-------- SOURCE EXTRACT --------

And they do have that ability to turn it on.
But when you run up against a team like Florida, that's just so poised and sure of itself and just has such an unwavering belief that what they do works,
they're not going to be like, oh, no, it's the Edmonton Oilers.
I'm scared.
They're just going to take it head on and do what they do.
And when it comes down to it, man, I just,
Stuart Skinner has been great since he's returned, right?
Since he took the net back from Calvin Pickard,
he's been legitimately great.
But do you trust him more than to trust Sergey Bobrovsky in this final?
I don't.
No, not remotely.
I do think the most important thing that could have happened for the Oilers
is that they won that game, that last game against Dallas game five,
with Stewart Skinner being incredibly average, right?
I mean, he gave up three goals on 17 shots.

--------

### THE TASK
Copy the stretch of the hockey commentary from "And when it" through "No, not remotely.".

-------- GIVEN INFORMATION --------

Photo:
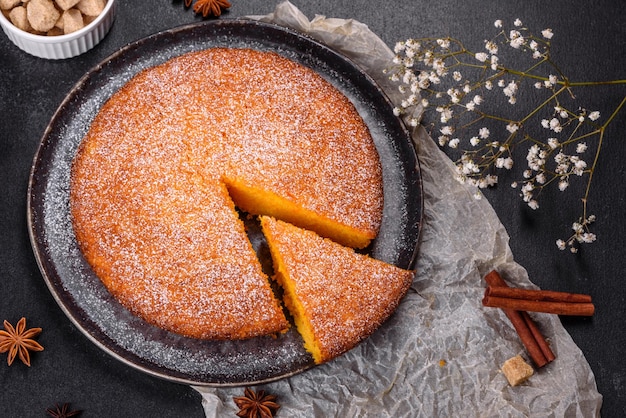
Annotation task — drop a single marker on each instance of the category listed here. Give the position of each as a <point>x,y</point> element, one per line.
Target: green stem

--------
-------- GIVEN INFORMATION --------

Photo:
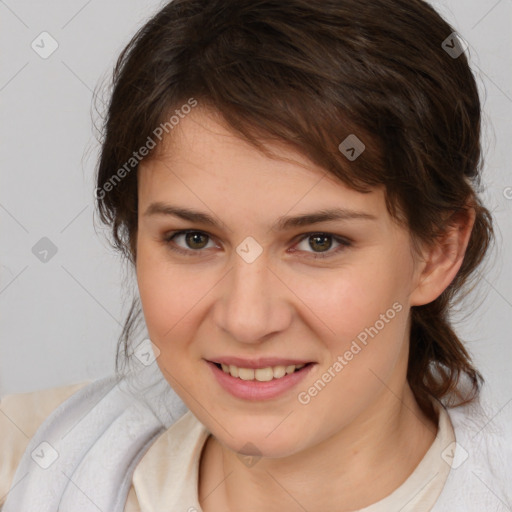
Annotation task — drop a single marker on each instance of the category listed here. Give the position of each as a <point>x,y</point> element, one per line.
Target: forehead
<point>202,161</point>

--------

### COMPLETE ANSWER
And when it comes down to it, man, I just,
Stuart Skinner has been great since he's returned, right?
Since he took the net back from Calvin Pickard,
he's been legitimately great.
But do you trust him more than to trust Sergey Bobrovsky in this final?
I don't.
No, not remotely.